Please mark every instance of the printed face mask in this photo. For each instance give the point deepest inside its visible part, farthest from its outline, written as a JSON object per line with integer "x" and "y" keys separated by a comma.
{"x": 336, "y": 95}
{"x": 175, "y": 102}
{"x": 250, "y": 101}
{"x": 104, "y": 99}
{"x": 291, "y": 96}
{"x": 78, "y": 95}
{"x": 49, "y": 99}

□ □ □

- **INSTRUCCIÓN**
Reescribe los datos de arriba con "printed face mask" cambiado por "cloth face mask" y sin tocar nada más.

- **RESPUESTA CORRECTA**
Please mark every instance of the cloth face mask in this photo. For each instance give the point deepest inside its visible part, farthest from its outline, written as a JSON object per line with integer "x" and "y" keys separated by a comma.
{"x": 336, "y": 95}
{"x": 175, "y": 102}
{"x": 250, "y": 101}
{"x": 104, "y": 99}
{"x": 291, "y": 96}
{"x": 78, "y": 95}
{"x": 49, "y": 99}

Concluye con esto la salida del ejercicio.